Excerpted passage:
[BEGIN]

ITEM 2.IDENTITY AND BACKGROUND
This Schedule 13D is being filed jointly on behalf of ZenSports, Inc. (“ZenSports”) and Mark Anthony Thomas (collectively, the “Reporting Persons”).
ZenSports, Inc. is a Delaware corporation. The principal business address of ZenSports is 78 SW 7th Street, Suite 800, Miami, Florida 33130.
Mr. Thomas is a citizen of the United States. The business address of Mr. Thomas is 78 SW 7th Street, Suite 800, Miami, Florida 33130. Mr. Thomas’ principal occupation is serving as Chief Executive Officer and sole director of ZenSports and as the Chief Product Officer of the Issuer.
During the last five years, neither of the Reporting Persons has been (i) convicted in any criminal proceeding (excluding traffic violations or similar misdemeanors) or (ii) a party to a civil proceeding of a judicial or administrative body of competent jurisdiction and as a result of such proceeding was or is subject to a judgment, decree or final order enjoining future violations of, or prohibiting or mandating activities subject to, federal or state securities laws or finding any violation with respect to such laws.

[END]

Stated problem:
In the Schedule 13D identity section, in which state is ZenSports, Inc. incorporated? The material that follows has no connection to the text above.

Listed entries:

[BEGIN]

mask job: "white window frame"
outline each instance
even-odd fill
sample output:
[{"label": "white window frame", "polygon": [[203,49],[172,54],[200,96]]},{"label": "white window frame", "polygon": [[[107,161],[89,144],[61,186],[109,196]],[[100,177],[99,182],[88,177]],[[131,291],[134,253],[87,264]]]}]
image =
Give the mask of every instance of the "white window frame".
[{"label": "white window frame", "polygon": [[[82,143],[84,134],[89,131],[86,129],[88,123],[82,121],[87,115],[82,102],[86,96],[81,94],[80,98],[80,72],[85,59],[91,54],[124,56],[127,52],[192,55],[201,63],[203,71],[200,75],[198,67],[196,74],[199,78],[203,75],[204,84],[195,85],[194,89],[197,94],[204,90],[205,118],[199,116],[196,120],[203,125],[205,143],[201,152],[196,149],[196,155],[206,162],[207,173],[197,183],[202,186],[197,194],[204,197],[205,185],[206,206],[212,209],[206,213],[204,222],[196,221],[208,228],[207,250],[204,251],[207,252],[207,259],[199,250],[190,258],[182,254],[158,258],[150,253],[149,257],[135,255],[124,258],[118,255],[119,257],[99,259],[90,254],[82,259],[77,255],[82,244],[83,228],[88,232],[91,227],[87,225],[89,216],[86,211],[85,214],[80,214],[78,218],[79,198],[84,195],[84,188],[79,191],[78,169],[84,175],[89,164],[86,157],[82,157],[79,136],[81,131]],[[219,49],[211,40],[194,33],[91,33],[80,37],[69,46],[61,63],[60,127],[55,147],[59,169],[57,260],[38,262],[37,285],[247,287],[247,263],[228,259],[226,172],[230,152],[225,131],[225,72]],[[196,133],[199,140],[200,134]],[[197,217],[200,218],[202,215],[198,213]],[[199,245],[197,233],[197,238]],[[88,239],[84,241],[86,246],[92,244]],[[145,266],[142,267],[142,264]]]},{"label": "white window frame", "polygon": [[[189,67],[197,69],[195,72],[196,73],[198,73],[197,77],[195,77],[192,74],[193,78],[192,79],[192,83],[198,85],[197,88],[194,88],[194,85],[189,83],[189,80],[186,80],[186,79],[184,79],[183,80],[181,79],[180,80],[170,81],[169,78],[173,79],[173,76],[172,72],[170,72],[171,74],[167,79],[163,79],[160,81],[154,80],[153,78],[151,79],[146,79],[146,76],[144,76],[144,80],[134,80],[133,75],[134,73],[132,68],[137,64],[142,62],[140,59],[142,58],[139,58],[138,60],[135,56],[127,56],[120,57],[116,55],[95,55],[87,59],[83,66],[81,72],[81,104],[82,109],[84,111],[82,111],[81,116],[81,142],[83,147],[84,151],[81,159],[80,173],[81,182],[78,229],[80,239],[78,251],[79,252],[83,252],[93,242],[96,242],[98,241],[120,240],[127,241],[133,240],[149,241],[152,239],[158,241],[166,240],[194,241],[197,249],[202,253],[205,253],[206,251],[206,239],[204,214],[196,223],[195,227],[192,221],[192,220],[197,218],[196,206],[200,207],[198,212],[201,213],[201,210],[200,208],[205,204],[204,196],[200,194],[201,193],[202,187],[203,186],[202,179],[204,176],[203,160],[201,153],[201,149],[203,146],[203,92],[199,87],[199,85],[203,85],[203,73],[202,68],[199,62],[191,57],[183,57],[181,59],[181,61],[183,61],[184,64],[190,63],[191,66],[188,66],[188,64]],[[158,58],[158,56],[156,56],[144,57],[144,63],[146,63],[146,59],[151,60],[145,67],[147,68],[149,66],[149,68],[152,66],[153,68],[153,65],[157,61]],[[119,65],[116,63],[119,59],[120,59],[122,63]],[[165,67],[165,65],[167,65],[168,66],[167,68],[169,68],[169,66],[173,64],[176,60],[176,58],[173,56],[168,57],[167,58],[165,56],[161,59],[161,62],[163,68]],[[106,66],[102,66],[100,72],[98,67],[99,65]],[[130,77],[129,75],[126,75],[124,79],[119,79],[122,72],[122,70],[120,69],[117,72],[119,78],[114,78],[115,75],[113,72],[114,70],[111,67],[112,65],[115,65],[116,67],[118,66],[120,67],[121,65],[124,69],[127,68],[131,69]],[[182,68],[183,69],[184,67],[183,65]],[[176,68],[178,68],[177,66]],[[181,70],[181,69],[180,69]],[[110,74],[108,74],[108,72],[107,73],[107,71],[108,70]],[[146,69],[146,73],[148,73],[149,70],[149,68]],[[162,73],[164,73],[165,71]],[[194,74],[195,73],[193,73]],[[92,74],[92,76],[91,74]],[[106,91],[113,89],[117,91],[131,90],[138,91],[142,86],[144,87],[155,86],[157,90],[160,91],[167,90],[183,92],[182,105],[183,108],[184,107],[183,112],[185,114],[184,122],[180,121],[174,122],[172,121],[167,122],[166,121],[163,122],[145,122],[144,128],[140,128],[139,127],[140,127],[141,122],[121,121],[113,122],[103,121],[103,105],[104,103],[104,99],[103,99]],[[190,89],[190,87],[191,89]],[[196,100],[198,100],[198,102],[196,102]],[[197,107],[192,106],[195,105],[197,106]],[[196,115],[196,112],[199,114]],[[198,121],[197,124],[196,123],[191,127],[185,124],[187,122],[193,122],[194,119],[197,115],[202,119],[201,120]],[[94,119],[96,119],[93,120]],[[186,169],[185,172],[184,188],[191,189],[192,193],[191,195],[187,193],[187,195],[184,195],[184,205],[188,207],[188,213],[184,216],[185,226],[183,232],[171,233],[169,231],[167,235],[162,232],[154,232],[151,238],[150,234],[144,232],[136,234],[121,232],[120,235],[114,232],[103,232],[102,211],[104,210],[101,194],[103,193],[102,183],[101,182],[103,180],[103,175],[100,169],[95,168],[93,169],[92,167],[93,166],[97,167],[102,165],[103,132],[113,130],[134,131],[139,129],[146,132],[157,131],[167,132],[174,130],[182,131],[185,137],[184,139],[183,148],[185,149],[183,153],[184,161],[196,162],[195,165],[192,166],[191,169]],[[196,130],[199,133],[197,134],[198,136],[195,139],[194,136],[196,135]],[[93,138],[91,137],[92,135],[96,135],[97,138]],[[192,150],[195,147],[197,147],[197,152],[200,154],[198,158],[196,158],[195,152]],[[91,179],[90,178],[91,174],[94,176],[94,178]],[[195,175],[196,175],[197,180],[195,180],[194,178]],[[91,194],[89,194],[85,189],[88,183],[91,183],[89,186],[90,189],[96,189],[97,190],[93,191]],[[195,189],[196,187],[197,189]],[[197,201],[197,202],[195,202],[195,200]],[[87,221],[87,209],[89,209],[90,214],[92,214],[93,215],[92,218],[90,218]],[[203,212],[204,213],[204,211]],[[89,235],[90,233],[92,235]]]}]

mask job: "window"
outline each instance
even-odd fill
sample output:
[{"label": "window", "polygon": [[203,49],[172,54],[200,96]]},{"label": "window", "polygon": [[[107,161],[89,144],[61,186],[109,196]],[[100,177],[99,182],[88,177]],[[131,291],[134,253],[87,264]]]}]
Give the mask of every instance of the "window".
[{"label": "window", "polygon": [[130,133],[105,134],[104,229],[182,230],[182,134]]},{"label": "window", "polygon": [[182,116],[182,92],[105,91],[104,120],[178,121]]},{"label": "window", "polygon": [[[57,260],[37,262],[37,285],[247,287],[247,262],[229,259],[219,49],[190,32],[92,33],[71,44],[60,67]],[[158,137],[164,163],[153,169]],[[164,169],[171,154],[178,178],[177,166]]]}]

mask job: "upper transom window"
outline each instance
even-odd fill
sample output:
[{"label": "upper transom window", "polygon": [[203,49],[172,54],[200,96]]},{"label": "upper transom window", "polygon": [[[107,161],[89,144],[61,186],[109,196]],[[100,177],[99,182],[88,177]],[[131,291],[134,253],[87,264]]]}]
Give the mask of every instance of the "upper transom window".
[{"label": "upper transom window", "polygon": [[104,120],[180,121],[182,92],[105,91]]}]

[END]

Answer in full:
Delaware